== EXTRACT PROVIDED ==

____

It all depends upon your estimated water usage x the number of people drinking the water. Are the filters the Berkey ceramic or the "black" Berkey filters. Berkeys estimated filter life for the ceramics is 15,000 gal. per filter. The "Black" filters life is estimated at 3,000 gallons per filter. The "black" filters are actually a purifier, and remove more contaminants than the ceramics. A lot depends on how "dirty" the water is. Filter life can be extended by pre-filtering the water to remove the worst sediment. A coffee filter can be used to do this, or a standard "under the sink" sediment filter. To get the most out of your filter, the water usage is for drinking only; and for maybe washing dishes. If your "lake" doesn't have any known harmful chemicals, the sediment filter can be used for bathing type water. I have a 2 filter black Berkey system, plus two spare filters. This should purify approx 12,000 gallons. At 3gallons @ for 2-4 people, this should provide 3-6 yrs of water. Finnwolf hope this helps. dozierHas anyone used the stainless steel British Berkefeld water filtering system on lake water? How does it taste? How many filters do you recommend to keep on hand?

____

== TASK BRIEF ==
According to the post about Berkey water filters, what is the estimated life of each ceramic filter?

== DATA LINES ==
____

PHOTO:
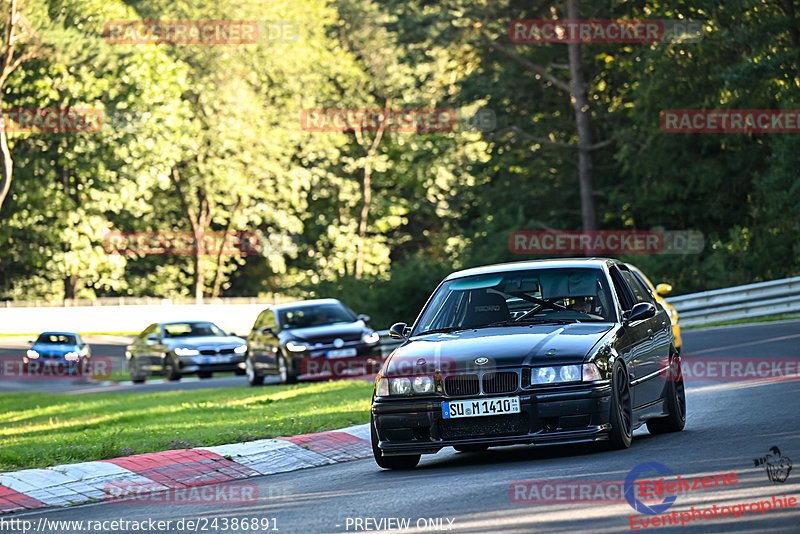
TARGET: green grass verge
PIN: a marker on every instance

____

== COMPLETE ANSWER ==
15,000 gallons per filter.